_PROBLEM DETAILS_
Which lines run from the line with "Return the outline of every instance of the window with" through the line with "Return the outline of every instance of the bird's head" in the entries below? Print them exactly, both ends included, and nothing more.

_GIVEN INFORMATION_

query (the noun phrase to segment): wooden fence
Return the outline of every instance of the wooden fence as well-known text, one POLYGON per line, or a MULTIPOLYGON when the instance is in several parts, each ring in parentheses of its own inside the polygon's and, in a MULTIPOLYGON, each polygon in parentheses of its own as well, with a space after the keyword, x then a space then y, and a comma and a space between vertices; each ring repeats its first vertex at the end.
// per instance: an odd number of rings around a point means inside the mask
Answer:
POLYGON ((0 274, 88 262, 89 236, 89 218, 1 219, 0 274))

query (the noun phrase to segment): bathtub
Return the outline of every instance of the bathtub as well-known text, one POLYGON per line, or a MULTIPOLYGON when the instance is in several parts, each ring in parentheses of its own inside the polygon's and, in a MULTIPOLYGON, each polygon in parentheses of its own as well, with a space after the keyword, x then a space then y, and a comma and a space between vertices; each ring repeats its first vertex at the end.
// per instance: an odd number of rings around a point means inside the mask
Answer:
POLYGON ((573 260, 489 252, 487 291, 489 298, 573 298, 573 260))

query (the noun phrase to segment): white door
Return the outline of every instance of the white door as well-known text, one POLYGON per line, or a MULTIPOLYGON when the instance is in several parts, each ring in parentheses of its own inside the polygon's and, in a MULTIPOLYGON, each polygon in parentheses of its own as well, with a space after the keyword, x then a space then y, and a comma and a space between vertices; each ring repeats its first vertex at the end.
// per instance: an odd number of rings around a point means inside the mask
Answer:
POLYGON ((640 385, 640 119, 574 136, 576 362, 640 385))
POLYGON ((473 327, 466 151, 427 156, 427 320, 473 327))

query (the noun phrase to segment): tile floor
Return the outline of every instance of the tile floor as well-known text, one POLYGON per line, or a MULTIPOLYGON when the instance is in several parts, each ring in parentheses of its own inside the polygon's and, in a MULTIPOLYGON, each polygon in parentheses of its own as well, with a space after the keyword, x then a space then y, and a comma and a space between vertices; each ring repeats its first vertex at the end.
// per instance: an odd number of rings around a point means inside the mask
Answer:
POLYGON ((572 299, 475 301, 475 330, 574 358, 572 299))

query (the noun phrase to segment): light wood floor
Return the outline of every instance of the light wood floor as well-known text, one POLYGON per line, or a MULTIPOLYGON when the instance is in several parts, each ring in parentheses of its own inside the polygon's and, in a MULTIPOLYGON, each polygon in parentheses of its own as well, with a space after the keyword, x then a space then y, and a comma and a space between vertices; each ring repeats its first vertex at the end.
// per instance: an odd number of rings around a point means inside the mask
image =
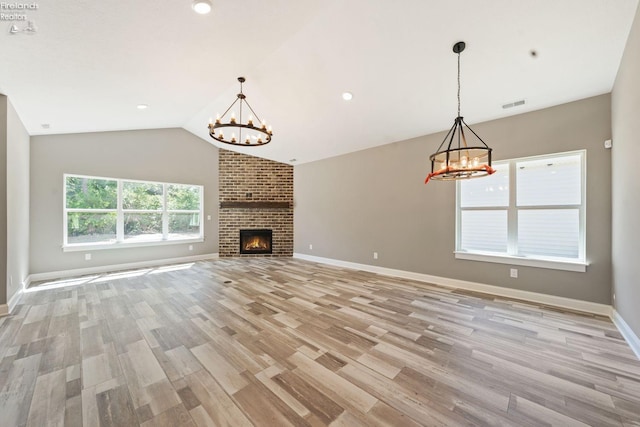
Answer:
POLYGON ((0 319, 3 427, 640 426, 605 318, 288 258, 66 285, 0 319))

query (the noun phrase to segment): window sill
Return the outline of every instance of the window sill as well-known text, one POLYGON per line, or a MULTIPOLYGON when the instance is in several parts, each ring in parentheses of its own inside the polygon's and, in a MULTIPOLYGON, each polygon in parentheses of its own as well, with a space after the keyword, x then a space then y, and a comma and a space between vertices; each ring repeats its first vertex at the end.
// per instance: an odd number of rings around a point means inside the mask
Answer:
POLYGON ((202 243, 204 238, 197 237, 195 239, 181 239, 181 240, 156 240, 148 242, 114 242, 114 243, 76 243, 71 245, 62 246, 62 252, 81 252, 81 251, 96 251, 103 249, 127 249, 127 248, 140 248, 148 246, 167 246, 167 245, 184 245, 188 243, 202 243))
POLYGON ((553 258, 527 258, 511 255, 496 255, 489 253, 454 252, 456 259, 469 261, 495 262, 499 264, 521 265, 523 267, 548 268, 552 270, 577 271, 584 273, 587 271, 587 264, 583 261, 567 261, 553 258))

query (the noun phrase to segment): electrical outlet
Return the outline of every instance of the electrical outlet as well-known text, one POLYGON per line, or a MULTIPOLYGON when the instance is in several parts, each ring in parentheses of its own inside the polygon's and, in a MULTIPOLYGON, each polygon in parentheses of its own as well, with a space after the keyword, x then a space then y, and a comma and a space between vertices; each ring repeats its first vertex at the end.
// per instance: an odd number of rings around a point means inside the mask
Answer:
POLYGON ((84 254, 85 261, 91 261, 91 254, 84 254))
POLYGON ((313 245, 311 243, 309 243, 309 250, 312 251, 313 250, 313 245))
POLYGON ((211 215, 207 215, 207 221, 211 221, 211 215))
POLYGON ((373 253, 373 259, 378 259, 378 252, 373 253))
POLYGON ((607 140, 604 142, 604 148, 611 148, 611 140, 610 140, 610 139, 607 139, 607 140))
POLYGON ((193 250, 193 245, 189 245, 189 250, 192 251, 193 250))
POLYGON ((511 271, 509 272, 509 275, 511 277, 513 277, 514 279, 518 278, 518 269, 517 268, 512 268, 511 271))

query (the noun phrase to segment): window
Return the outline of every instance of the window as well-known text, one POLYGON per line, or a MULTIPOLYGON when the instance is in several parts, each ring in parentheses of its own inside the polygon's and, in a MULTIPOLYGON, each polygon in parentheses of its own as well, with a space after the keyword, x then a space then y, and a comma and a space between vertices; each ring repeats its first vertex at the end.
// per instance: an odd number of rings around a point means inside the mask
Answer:
POLYGON ((494 168, 457 183, 456 258, 586 271, 585 152, 494 168))
POLYGON ((64 248, 201 240, 203 187, 65 175, 64 248))

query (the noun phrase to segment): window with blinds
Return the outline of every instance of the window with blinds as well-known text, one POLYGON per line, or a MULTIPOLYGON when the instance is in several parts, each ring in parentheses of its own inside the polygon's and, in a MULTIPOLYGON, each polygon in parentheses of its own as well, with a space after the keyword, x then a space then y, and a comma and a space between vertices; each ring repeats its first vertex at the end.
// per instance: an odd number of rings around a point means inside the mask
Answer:
POLYGON ((513 159, 459 181, 456 253, 584 263, 585 161, 584 151, 513 159))

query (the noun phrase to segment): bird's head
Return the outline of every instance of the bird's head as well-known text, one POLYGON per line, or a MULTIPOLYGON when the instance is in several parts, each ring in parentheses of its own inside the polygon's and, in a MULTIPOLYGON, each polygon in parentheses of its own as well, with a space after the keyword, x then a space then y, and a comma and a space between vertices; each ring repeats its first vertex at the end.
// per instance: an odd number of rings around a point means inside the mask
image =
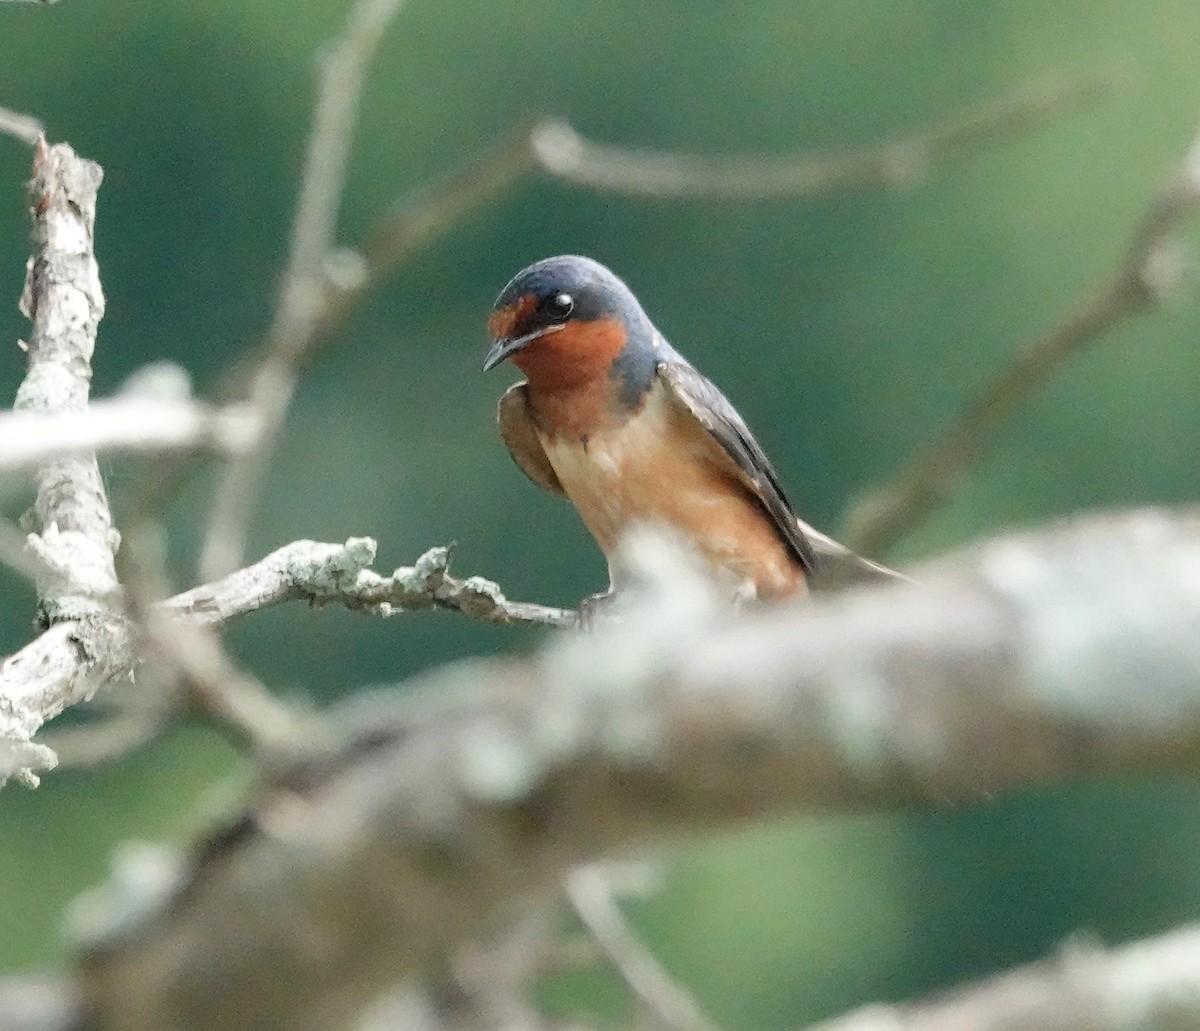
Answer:
POLYGON ((488 319, 484 371, 512 359, 536 387, 598 376, 641 390, 653 370, 654 327, 632 291, 591 258, 564 255, 522 269, 488 319))

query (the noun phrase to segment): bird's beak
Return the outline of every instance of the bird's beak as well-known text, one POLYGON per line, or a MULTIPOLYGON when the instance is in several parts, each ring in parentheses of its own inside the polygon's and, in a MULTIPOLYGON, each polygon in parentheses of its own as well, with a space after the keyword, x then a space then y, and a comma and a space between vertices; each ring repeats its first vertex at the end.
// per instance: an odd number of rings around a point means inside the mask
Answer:
POLYGON ((523 337, 501 337, 492 344, 492 349, 488 351, 487 358, 483 361, 483 371, 494 369, 502 361, 528 347, 538 337, 544 337, 547 333, 554 333, 560 329, 562 326, 543 326, 541 329, 535 329, 532 333, 526 333, 523 337))

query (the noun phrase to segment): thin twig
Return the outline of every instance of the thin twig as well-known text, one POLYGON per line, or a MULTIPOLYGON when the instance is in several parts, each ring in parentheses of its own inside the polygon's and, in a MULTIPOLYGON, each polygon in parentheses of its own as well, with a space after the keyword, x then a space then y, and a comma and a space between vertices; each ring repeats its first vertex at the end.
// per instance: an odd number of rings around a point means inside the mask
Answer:
POLYGON ((1100 290, 1017 352, 931 440, 850 510, 839 536, 855 551, 884 554, 949 495, 990 434, 1069 358, 1135 315, 1156 308, 1185 263, 1171 239, 1200 203, 1200 137, 1134 230, 1125 258, 1100 290))
POLYGON ((150 522, 126 534, 123 563, 126 612, 139 654, 158 659, 183 687, 179 700, 189 714, 211 721, 235 747, 260 763, 291 760, 321 738, 318 724, 242 670, 211 625, 183 620, 162 599, 167 594, 161 534, 150 522))
MULTIPOLYGON (((38 3, 40 0, 26 0, 26 2, 38 3)), ((37 143, 43 131, 42 123, 33 115, 25 115, 20 111, 10 111, 6 107, 0 107, 0 133, 5 136, 13 136, 32 147, 37 143)))
POLYGON ((1027 132, 1092 103, 1113 78, 1104 73, 1049 82, 891 142, 840 154, 715 157, 615 147, 584 139, 565 122, 541 125, 533 148, 551 175, 595 190, 649 197, 763 200, 892 186, 911 182, 951 154, 1027 132))
POLYGON ((357 122, 359 99, 371 58, 404 0, 358 0, 346 29, 321 61, 321 82, 288 267, 279 306, 267 332, 267 357, 254 371, 248 392, 263 421, 257 447, 235 459, 217 491, 200 558, 202 579, 241 562, 257 485, 291 404, 299 365, 314 339, 325 304, 329 262, 337 242, 337 216, 357 122))
POLYGON ((292 758, 321 739, 319 722, 276 698, 241 669, 211 630, 148 609, 142 621, 150 653, 182 678, 193 715, 211 720, 256 760, 292 758))
MULTIPOLYGON (((561 119, 536 122, 515 132, 506 142, 473 159, 442 182, 418 189, 397 201, 391 213, 375 226, 357 252, 358 263, 352 263, 353 267, 348 269, 352 274, 334 277, 326 284, 321 298, 324 308, 313 320, 309 327, 310 337, 303 344, 304 358, 311 357, 316 345, 328 339, 364 293, 384 275, 430 240, 456 225, 466 212, 493 200, 530 173, 540 170, 564 182, 592 189, 650 192, 646 186, 647 176, 653 179, 654 172, 653 167, 643 167, 638 163, 644 156, 649 157, 651 166, 656 166, 660 161, 668 164, 681 161, 688 166, 689 162, 696 160, 705 167, 714 162, 717 166, 732 162, 739 167, 745 165, 757 170, 756 175, 762 173, 764 166, 769 168, 778 162, 780 166, 791 170, 795 179, 793 188, 802 191, 812 188, 849 188, 866 181, 863 176, 865 166, 870 164, 869 155, 878 157, 885 153, 928 150, 927 160, 932 161, 948 155, 954 149, 966 149, 972 143, 992 136, 1035 127, 1074 104, 1093 101, 1111 82, 1111 75, 1097 74, 1071 82, 1045 84, 1040 89, 1026 90, 999 100, 972 115, 852 155, 807 154, 778 159, 691 158, 667 151, 647 152, 594 143, 561 119), (614 167, 619 166, 624 171, 613 173, 610 160, 614 167), (848 170, 850 178, 831 176, 830 171, 835 168, 848 170), (631 183, 625 182, 627 178, 631 183), (611 186, 601 180, 611 181, 611 186), (636 185, 638 183, 642 185, 636 185)), ((881 162, 879 167, 889 169, 890 177, 880 176, 879 181, 885 184, 895 181, 895 170, 900 163, 895 157, 891 161, 881 162)), ((909 165, 911 172, 911 161, 909 165)), ((717 177, 716 195, 726 189, 727 178, 724 173, 717 177)), ((690 183, 683 192, 697 192, 702 185, 690 183)), ((264 341, 258 349, 251 367, 265 360, 267 344, 268 341, 264 341)), ((245 369, 239 367, 229 377, 225 392, 231 393, 244 378, 245 369)))
POLYGON ((633 932, 602 866, 582 866, 566 878, 567 898, 630 990, 669 1031, 716 1031, 696 1000, 633 932))

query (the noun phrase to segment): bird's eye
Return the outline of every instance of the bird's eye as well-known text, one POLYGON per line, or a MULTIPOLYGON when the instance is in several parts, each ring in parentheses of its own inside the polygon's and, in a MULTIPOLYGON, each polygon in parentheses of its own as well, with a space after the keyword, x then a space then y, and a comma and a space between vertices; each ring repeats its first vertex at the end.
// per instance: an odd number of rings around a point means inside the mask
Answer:
POLYGON ((575 310, 575 298, 570 294, 555 294, 546 298, 542 310, 552 319, 565 319, 575 310))

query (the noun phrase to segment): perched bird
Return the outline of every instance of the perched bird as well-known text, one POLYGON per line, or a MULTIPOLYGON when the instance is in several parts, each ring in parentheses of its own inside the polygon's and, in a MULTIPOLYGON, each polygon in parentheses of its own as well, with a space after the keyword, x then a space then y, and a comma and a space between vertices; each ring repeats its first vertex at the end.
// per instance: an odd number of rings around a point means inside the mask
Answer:
POLYGON ((511 360, 528 377, 500 400, 500 435, 534 483, 575 506, 614 587, 621 536, 652 523, 741 596, 807 590, 818 566, 810 528, 767 456, 616 275, 590 258, 539 261, 500 293, 488 329, 484 371, 511 360))

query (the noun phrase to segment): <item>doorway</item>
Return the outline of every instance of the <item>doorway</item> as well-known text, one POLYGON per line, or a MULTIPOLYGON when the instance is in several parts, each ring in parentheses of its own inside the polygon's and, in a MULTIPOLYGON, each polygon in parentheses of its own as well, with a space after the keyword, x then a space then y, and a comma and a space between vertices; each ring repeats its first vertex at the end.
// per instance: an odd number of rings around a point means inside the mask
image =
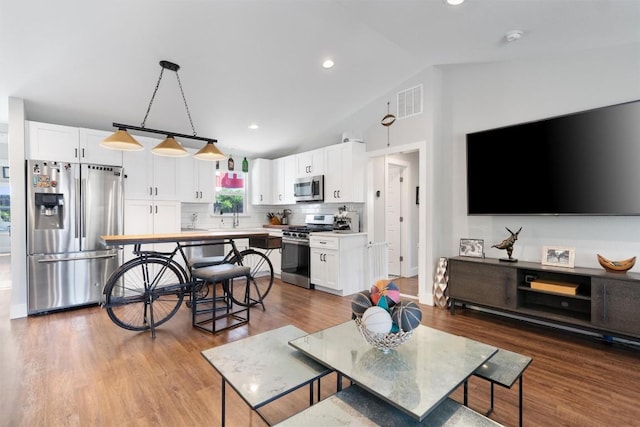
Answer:
POLYGON ((388 274, 408 298, 419 297, 419 149, 371 156, 372 242, 386 242, 388 274))

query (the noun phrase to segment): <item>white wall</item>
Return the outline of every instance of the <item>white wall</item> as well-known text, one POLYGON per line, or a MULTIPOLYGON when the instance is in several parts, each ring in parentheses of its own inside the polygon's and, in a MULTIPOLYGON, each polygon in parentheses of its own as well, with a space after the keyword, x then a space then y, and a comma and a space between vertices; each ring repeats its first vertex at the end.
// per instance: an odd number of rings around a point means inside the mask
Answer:
MULTIPOLYGON (((418 228, 411 230, 417 234, 418 245, 418 293, 420 302, 433 304, 432 285, 435 265, 440 253, 440 245, 451 234, 451 217, 442 211, 449 200, 451 156, 449 143, 443 139, 441 123, 442 75, 437 68, 430 67, 416 74, 406 82, 390 90, 361 111, 345 120, 345 129, 362 129, 370 158, 398 152, 418 151, 418 185, 421 203, 418 206, 418 228), (389 128, 380 120, 389 111, 397 114, 397 93, 417 85, 423 85, 423 112, 406 119, 398 119, 389 128), (388 130, 388 132, 387 132, 388 130)), ((367 200, 373 201, 373 177, 380 171, 373 171, 370 165, 367 200)), ((374 217, 372 207, 367 209, 369 217, 374 217)), ((371 232, 371 228, 369 229, 371 232)))
MULTIPOLYGON (((454 224, 442 255, 456 255, 459 239, 470 237, 485 240, 487 257, 503 257, 504 251, 490 246, 509 236, 505 227, 523 227, 513 252, 521 260, 539 262, 545 245, 575 247, 575 265, 582 267, 599 268, 596 253, 610 259, 640 255, 640 217, 467 216, 465 178, 468 132, 640 99, 638 45, 544 61, 451 66, 444 75, 444 116, 453 148, 448 210, 454 224)), ((535 167, 515 150, 514 163, 506 166, 504 179, 536 179, 535 167)), ((500 183, 494 191, 500 191, 500 183)), ((640 271, 640 265, 632 271, 640 271)))
MULTIPOLYGON (((13 171, 24 169, 24 100, 9 98, 9 166, 13 171)), ((11 194, 14 200, 26 194, 23 175, 10 174, 11 194)), ((9 317, 27 315, 27 235, 25 203, 11 203, 11 308, 9 317), (24 256, 20 256, 25 254, 24 256)))

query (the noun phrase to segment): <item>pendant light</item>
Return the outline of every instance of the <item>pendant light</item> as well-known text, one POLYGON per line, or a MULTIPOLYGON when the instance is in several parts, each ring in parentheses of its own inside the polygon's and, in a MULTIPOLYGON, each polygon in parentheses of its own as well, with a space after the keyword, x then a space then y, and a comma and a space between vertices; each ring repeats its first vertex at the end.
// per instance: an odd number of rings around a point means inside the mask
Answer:
POLYGON ((142 120, 141 126, 131 126, 125 125, 121 123, 113 123, 113 127, 118 128, 118 130, 108 138, 105 138, 100 145, 105 148, 111 148, 114 150, 122 150, 122 151, 139 151, 144 149, 143 145, 140 144, 133 136, 131 136, 127 130, 137 130, 141 132, 147 133, 155 133, 155 134, 163 134, 166 135, 164 141, 160 144, 156 145, 151 152, 153 154, 157 154, 159 156, 170 156, 170 157, 183 157, 188 156, 189 153, 185 148, 175 139, 175 137, 194 139, 199 141, 206 141, 205 146, 198 151, 195 155, 197 159, 200 160, 220 160, 224 159, 226 156, 214 145, 218 142, 213 138, 203 138, 197 136, 195 127, 193 126, 193 120, 191 120, 191 113, 189 112, 189 106, 187 105, 187 99, 184 96, 184 91, 182 89, 182 82, 180 81, 180 76, 178 75, 178 70, 180 66, 178 64, 174 64, 169 61, 160 61, 160 76, 158 77, 158 82, 156 83, 156 87, 153 91, 153 95, 151 95, 151 100, 149 101, 149 106, 147 107, 147 113, 144 116, 144 120, 142 120), (156 93, 158 92, 158 88, 160 87, 160 81, 162 81, 162 75, 164 70, 174 71, 176 73, 176 79, 178 80, 178 86, 180 87, 180 93, 182 94, 182 100, 184 101, 185 109, 187 110, 187 117, 189 118, 189 123, 191 124, 191 130, 193 131, 193 135, 185 135, 176 132, 167 132, 164 130, 158 129, 150 129, 145 127, 145 123, 147 122, 147 118, 149 117, 149 112, 151 111, 151 106, 153 105, 153 100, 156 97, 156 93))
MULTIPOLYGON (((227 158, 227 156, 222 154, 222 151, 220 151, 218 147, 215 146, 213 141, 207 142, 205 146, 200 149, 200 151, 193 155, 193 157, 199 160, 209 161, 224 160, 227 158)), ((216 169, 218 168, 216 167, 216 169)))
POLYGON ((118 129, 116 133, 107 137, 100 143, 105 148, 111 148, 114 150, 122 151, 140 151, 144 150, 142 144, 140 144, 134 137, 129 135, 126 129, 118 129))
POLYGON ((176 141, 173 135, 167 135, 167 138, 160 144, 153 147, 151 152, 158 156, 168 157, 185 157, 189 155, 189 152, 185 150, 178 141, 176 141))

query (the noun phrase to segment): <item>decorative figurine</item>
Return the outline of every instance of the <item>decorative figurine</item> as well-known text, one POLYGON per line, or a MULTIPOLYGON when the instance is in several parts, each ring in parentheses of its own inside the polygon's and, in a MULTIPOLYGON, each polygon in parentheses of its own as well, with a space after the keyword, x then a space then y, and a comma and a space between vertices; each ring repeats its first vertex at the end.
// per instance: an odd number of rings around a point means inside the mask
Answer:
POLYGON ((522 227, 520 227, 520 230, 518 230, 515 233, 513 231, 509 230, 508 227, 505 227, 505 228, 507 229, 507 231, 509 233, 511 233, 511 236, 507 237, 506 239, 504 239, 500 243, 496 243, 495 245, 493 245, 491 247, 492 248, 506 249, 507 250, 507 255, 509 256, 509 258, 500 258, 500 261, 516 262, 518 260, 515 259, 515 258, 511 258, 511 254, 513 253, 513 244, 516 242, 516 240, 518 240, 518 234, 520 234, 520 232, 522 231, 522 227))

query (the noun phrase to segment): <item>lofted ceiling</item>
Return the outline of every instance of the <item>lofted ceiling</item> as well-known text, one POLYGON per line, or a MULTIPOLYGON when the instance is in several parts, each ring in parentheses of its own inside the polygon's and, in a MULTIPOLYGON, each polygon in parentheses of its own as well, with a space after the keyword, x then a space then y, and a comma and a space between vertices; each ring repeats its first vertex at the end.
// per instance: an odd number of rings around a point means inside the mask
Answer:
MULTIPOLYGON (((139 126, 169 60, 198 135, 275 157, 338 142, 342 120, 429 66, 638 43, 640 0, 0 0, 0 122, 17 97, 29 120, 139 126)), ((173 72, 146 126, 192 133, 173 72)))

_TASK RESPONSE_
Return the outline of every instance of the window with blinds as well-known text, one POLYGON per line, or a MULTIPOLYGON when the instance is in several parts, each ring in parentheses of its own inside the polygon's and, in a MULTIPOLYGON, each polygon in parentheses of its own as well, with a space after the keyword, x then a space then y, and a comma and a space between vertices; each ring repeats its first vertex at the end.
// per instance: an odd number of rings around a point means inside the mask
Answer:
POLYGON ((513 159, 459 181, 456 253, 584 263, 585 161, 584 151, 513 159))

query (the noun phrase to segment): bird's head
Return the outline of every instance of the bird's head as well-known text, one POLYGON per line, or a MULTIPOLYGON when the instance is in several parts, each ring in parentheses of its own inside the polygon's and, in a MULTIPOLYGON, each polygon in parentheses of its own as well, with a space after the keyword, x then a space then y, and a comma and a space between vertices; each ring repeats its first vertex at the end.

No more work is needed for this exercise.